EXERCISE OBJECTIVE →
Transcribe every line of the listing below word for word, omitting the pictures from your answer.

(Excerpt from a dataset)
▽
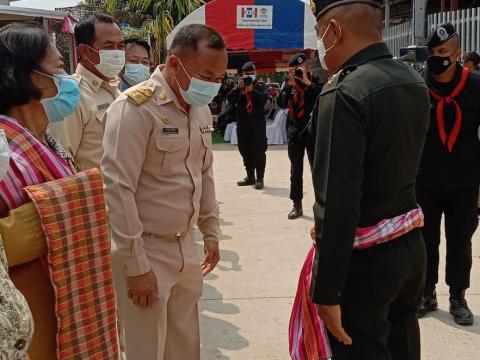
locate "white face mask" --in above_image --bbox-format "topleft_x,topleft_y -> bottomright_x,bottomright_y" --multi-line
317,23 -> 337,71
0,129 -> 10,180
88,46 -> 125,79
175,59 -> 222,106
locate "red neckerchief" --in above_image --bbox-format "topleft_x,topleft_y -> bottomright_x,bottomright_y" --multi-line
428,68 -> 469,153
245,90 -> 253,114
289,82 -> 305,120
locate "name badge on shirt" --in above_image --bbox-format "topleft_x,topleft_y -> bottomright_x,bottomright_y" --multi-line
162,128 -> 180,135
200,125 -> 214,134
97,103 -> 110,110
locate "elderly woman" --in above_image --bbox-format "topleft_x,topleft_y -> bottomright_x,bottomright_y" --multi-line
0,23 -> 117,360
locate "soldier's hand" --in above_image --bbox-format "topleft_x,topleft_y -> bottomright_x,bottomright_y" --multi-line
201,240 -> 220,276
127,271 -> 158,308
315,304 -> 352,345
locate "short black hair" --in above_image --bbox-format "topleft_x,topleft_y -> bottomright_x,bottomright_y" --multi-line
0,22 -> 51,114
170,24 -> 227,53
125,36 -> 150,57
75,12 -> 116,46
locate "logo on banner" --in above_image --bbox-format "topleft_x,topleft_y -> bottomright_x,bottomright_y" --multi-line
237,5 -> 273,29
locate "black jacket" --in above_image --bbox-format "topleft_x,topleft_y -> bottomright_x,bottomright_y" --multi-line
227,81 -> 268,133
277,77 -> 323,139
417,65 -> 480,190
311,43 -> 430,305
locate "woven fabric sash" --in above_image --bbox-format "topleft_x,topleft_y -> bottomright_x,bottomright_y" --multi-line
428,68 -> 469,153
25,169 -> 118,360
289,208 -> 423,360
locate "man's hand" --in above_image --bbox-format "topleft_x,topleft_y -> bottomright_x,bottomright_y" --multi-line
315,304 -> 352,345
127,270 -> 158,308
201,240 -> 220,276
295,69 -> 312,87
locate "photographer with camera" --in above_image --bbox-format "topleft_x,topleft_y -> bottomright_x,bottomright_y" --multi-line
227,61 -> 268,190
277,53 -> 322,219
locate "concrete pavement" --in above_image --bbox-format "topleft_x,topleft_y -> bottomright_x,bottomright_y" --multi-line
198,144 -> 480,360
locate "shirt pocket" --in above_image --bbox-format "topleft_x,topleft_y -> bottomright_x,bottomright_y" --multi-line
155,135 -> 188,174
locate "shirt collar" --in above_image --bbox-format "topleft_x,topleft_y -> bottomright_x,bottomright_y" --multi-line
341,42 -> 393,69
152,65 -> 186,112
75,64 -> 120,92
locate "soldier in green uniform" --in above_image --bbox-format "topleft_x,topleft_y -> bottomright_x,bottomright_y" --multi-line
310,0 -> 429,360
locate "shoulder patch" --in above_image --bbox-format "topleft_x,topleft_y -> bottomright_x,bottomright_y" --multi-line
125,86 -> 153,106
322,66 -> 357,95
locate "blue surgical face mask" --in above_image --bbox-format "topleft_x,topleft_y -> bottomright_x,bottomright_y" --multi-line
0,129 -> 10,180
35,71 -> 80,123
175,59 -> 222,106
123,64 -> 150,86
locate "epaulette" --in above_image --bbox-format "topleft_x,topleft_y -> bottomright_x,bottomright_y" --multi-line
125,84 -> 153,106
322,66 -> 357,94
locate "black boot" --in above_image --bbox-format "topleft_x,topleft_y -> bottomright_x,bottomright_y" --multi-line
450,290 -> 473,325
288,202 -> 303,220
255,168 -> 265,190
237,170 -> 255,186
417,288 -> 438,319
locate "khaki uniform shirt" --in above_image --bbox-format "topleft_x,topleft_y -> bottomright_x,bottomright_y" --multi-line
50,64 -> 120,170
102,67 -> 220,276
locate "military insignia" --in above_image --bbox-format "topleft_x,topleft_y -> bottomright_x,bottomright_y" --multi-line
162,128 -> 180,135
437,26 -> 449,41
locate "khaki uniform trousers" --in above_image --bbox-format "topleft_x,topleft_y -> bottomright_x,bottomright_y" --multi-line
113,232 -> 202,360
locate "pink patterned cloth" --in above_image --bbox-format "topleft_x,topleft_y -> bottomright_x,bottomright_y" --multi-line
288,208 -> 424,360
0,115 -> 73,209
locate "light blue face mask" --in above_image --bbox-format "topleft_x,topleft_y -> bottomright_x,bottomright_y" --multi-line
123,64 -> 150,86
36,71 -> 80,123
175,59 -> 222,106
0,129 -> 10,180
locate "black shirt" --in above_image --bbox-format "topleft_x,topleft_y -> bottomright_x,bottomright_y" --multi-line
417,65 -> 480,190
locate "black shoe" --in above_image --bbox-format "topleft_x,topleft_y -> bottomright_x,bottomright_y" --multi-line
237,177 -> 255,186
450,294 -> 473,325
288,204 -> 303,220
255,180 -> 265,190
417,290 -> 438,319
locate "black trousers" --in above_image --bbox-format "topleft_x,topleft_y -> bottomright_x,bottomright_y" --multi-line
417,186 -> 478,290
288,137 -> 307,203
330,229 -> 426,360
237,127 -> 268,180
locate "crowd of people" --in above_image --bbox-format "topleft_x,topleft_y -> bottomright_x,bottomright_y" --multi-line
0,0 -> 480,360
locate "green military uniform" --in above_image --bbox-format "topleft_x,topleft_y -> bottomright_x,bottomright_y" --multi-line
310,43 -> 429,360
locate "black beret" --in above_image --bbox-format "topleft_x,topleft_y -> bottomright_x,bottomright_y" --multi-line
463,51 -> 480,65
310,0 -> 383,19
425,23 -> 457,49
288,53 -> 308,67
242,61 -> 257,71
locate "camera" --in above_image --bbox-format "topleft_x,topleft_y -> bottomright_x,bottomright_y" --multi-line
△
TASK RESPONSE →
locate "white face mask" --in above_image --bbox-format "topleft_x,topleft_y -> bottomright_x,bottomright_y" --multi-line
317,23 -> 337,71
0,129 -> 10,180
88,46 -> 125,79
175,59 -> 222,106
locate "red neckerchief" --in above_image --bbox-format "topleft_x,topleft_y -> bottomright_x,bottomright_y" --multi-line
428,68 -> 469,153
245,90 -> 253,114
289,82 -> 305,120
locate "name badge on shirt" --in above_image --bbox-format "topleft_x,topleft_y -> bottomright_x,bottomright_y" --multi-line
162,128 -> 180,135
200,125 -> 214,134
97,103 -> 110,110
locate "elderly woman" --in above_image --bbox-format "topleft_x,topleft_y -> bottomright_x,bottomright_y" --multi-line
0,23 -> 117,360
locate "soldier's hand" --in above_image --bbox-format "topleft_x,topleft_y -> bottomright_x,bottomright_y" --multi-line
201,240 -> 220,276
127,271 -> 158,308
315,304 -> 352,345
locate "short black hair" --in above_image --bbox-format "topleft_x,topleft_y -> bottomright_x,bottomright_y" --multi-line
0,22 -> 51,114
170,24 -> 227,53
125,36 -> 150,57
75,12 -> 116,46
locate "logo on banner" --in above_image --bbox-format "topleft_x,topleft_y -> bottomright_x,bottomright_y" --multi-line
237,5 -> 273,29
locate "black jacket" --in above_image --bbox-format "topleft_x,topleft_y -> bottomright_x,bottomright_y" --multi-line
227,81 -> 268,133
277,77 -> 323,139
417,65 -> 480,190
311,43 -> 430,305
locate "woven fabric sash" --in above_image --bbox-format "topleft_x,topleft_y -> bottomright_x,bottomright_y" --multi-line
428,68 -> 469,153
25,169 -> 118,360
289,208 -> 423,360
locate "man's hand" --in above_image --bbox-format "topleft_x,topleft_y -> bottomright_x,bottomright_y" --multi-line
315,304 -> 352,345
127,270 -> 158,308
201,240 -> 220,276
295,69 -> 312,87
locate "photographer with camera" --in above_image --bbox-format "topleft_x,topleft_y -> bottomright_x,bottomright_y" --multi-line
227,61 -> 268,190
277,53 -> 322,219
locate "concrete pavement" --in above_image --bbox-format "topleft_x,topleft_y -> bottomright_x,bottomright_y" --multi-line
198,144 -> 480,360
locate "shirt pocket" --in above_image --bbox-format "topleft_x,topleft_y -> bottomright_x,bottomright_y" --multi-line
155,135 -> 188,174
locate "shirt collar" --in above_image --bbox-format "topleft_x,topleft_y -> bottomright_x,bottomright_y" --multi-line
341,42 -> 393,69
152,65 -> 186,112
75,64 -> 120,92
locate "soldier in green uniform" --in above_image --bbox-format "topleft_x,topleft_y -> bottomright_x,bottomright_y" --multi-line
310,0 -> 429,360
locate "shoulder patch" --in above_image --bbox-format "topleft_x,topleft_y -> bottomright_x,bottomright_y" --multi-line
125,86 -> 153,106
322,66 -> 357,95
locate "blue surgical face mask" --in above_image --bbox-format "topleft_x,topleft_y -> bottomright_x,bottomright_y" --multi-line
0,129 -> 10,180
35,71 -> 80,123
175,59 -> 222,106
123,64 -> 150,86
locate "epaulette" --in above_image --bbox-format "topleft_x,topleft_y -> bottomright_x,bottomright_y" --multi-line
125,84 -> 153,106
322,66 -> 357,94
locate "black boot" --in above_image --bbox-format "topleft_x,topleft_y -> bottomright_x,bottomright_y" --multi-line
450,290 -> 473,325
288,202 -> 303,220
255,168 -> 265,190
237,170 -> 255,186
417,288 -> 438,319
locate "khaki uniform shirt" --in above_image --bbox-format "topleft_x,topleft_y -> bottomright_x,bottomright_y" --multi-line
50,64 -> 120,170
102,67 -> 220,276
locate "military insignia" --in above_image --bbox-format "topleft_x,topleft_y -> bottomright_x,bottomright_y" --multi-line
162,128 -> 180,135
437,26 -> 449,41
locate "khaki uniform trousers" --in above_image --bbox-format "topleft_x,topleft_y -> bottomright_x,bottomright_y" --multi-line
113,232 -> 202,360
locate "pink patterned cloth" --in above_image --bbox-format "topleft_x,topleft_y -> bottomright_x,bottomright_y" --multi-line
288,208 -> 424,360
0,115 -> 73,209
locate "light blue face mask" --in above_image --bbox-format "topleft_x,topleft_y -> bottomright_x,bottomright_y" --multi-line
123,64 -> 150,86
36,71 -> 80,123
175,59 -> 222,106
0,129 -> 10,180
locate "black shirt" --in above_image --bbox-format "topleft_x,topleft_y -> bottomright_x,bottomright_y" --multi-line
417,65 -> 480,190
locate "black shoe" --in above_image --bbox-format "topleft_x,topleft_y -> bottomright_x,bottomright_y" --multi-line
237,177 -> 255,186
450,294 -> 473,325
288,204 -> 303,220
255,180 -> 265,190
417,290 -> 438,319
locate "black trousers" --in above_image --bbox-format "topleft_x,topleft_y -> bottomright_x,bottomright_y" --multi-line
417,186 -> 478,290
288,137 -> 307,203
330,229 -> 426,360
237,127 -> 268,180
locate "crowd of people" --in above_image --bbox-format "topleft_x,topleft_y -> bottomright_x,bottomright_y" --multi-line
0,0 -> 480,360
locate "green military uniform" --in above_image --bbox-format "topleft_x,topleft_y -> bottomright_x,bottomright_y" --multi-line
310,43 -> 429,360
locate "black beret" --in above_image --bbox-format "topleft_x,topleft_y -> bottomright_x,bottomright_y" --multi-line
463,51 -> 480,65
310,0 -> 383,19
425,23 -> 457,49
288,53 -> 308,67
242,61 -> 257,71
locate "camera" --in above_image --bbox-format "topleft_x,topleft_y -> bottomright_x,bottomright_y" --multi-line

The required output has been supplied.